• _PROBLEMS AND TASKS_
1. Answer these questions using the forum thread about cargo vans.
(a) What van did UnclogNH buy new, and in what year?
(b) How many miles does user823's 2004 GMC Savanah have?
(c) What does Plumber Jim say to check as the cause of the antifreeze leak?
2. Repeat word for word everything in the forum thread about cargo vans from "## user823 (Feb" down to "a new starter:thumbsup:.".
3. Write what comes next in the forum thread about cargo vans, picking up after its final post.
───── READING PASSAGE ─────
# Wish Toyota would make a full size cargo van



## UnclogNH (Mar 28, 2009)

My van has been nothing but trouble I bought it new in 2003 Chevy Express 2500
nothing but problems ball joint, wheel bearing, fuel pump, stupid anti theft lock out issue, driver side cargo door stuck and now leaking antifreeze
Stalled climbing a few steep hills now I have the change the fuel feed tube to the tank because it rotted Sad part it only has 48,000 miles on it.
They must of had a hang over when they put it together at the Chey plant


----------



## Redwood (Sep 8, 2008)

UnclogNH said:


> My van has been nothing but trouble I bought it new in 2003 Chevy Express 2500
> nothing but problems ball joint, wheel bearing, fuel pump, stupid anti theft lock out issue, driver side cargo door stuck and now leaking antifreeze
> Stalled climbing a few steep hills now I have the change the fuel feed tube to the tank because it rotted Sad part it only has 48,000 miles on it.
> They must of had a hang over when they put it together at the Chey plant


Yea and they probably would make it in the US instead of Canada and Mexico...

GM SUX!
I say and have said Let them go under!


----------



## user823 (Feb 3, 2009)

I'm using a 2004 GMC Savanah 1 ton cargo van, has 38K miles, no problems. I don't put a lot of miles on it, my service area doesn't cover 20 miles! I love it. Knock on wood! LOL


----------



## PLUMB TIME (Feb 2, 2009)

Chevy Express cutaway 3/4 ton with Knapheide box, 94,000 miles. One set of front brakes and a new starter:thumbsup:. 

Dont get me started on the Knapheide box


----------



## Plumber Jim (Jun 19, 2008)

UnclogNH said:


> My van has been nothing but trouble I bought it new in 2003 Chevy Express 2500
> nothing but problems ball joint, wheel bearing, fuel pump, stupid anti theft lock out issue, driver side cargo door stuck and now leaking antifreeze
> Stalled climbing a few steep hills now I have the change the fuel feed tube to the tank because it rotted Sad part it only has 48,000 miles on it.
> They must of had a hang over when they put it together at the Chey plant


Make sure that antifreeze leak isn't the intake manifold gasket. those are known for that and can screw up your truck if not fixed.
───── DATA ─────
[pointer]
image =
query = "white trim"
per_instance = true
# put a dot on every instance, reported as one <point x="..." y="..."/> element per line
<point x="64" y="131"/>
─────
• _EXERCISE ANSWERS_
1.
(a) A Chevy Express 2500, bought in 2003.
(b) 38K miles.
(c) The intake manifold gasket.

2.
## user823 (Feb 3, 2009)

I'm using a 2004 GMC Savanah 1 ton cargo van, has 38K miles, no problems. I don't put a lot of miles on it, my service area doesn't cover 20 miles! I love it. Knock on wood! LOL


----------



## PLUMB TIME (Feb 2, 2009)

Chevy Express cutaway 3/4 ton with Knapheide box, 94,000 miles. One set of front brakes and a new starter:thumbsup:.

3.
Plumber Jim


----------



## Redwood (Sep 8, 2008)

Plumber Jim said:


> Make sure that antifreeze leak isn't the intake manifold gasket. those are known for that and can screw up your truck if not fixed.
> 
> 
> Plumber Jim


Been there done that.
It was in the shop for a intake leak and they botched it...
Fired it up with a cylinder full of anti freeze...

2 engines, 1 fuel pump, 1 tranny rebuild...
The rest of it was all normal front end brakes etc...

A freakin lemon mine is...

Now I get to bail out the idiots?:furious::furious:

Throwing good money after bad is what it is....

Next time it dies I hope I get a bit of warning so it can...
Stall on the RR Tracks....


----------



## user823 (Feb 3, 2009)

PLUMB TIME said:


> Chevy Express cutaway 3/4 ton with Knapheide box, 94,000 miles. One set of front brakes and a new starter:thumbsup:.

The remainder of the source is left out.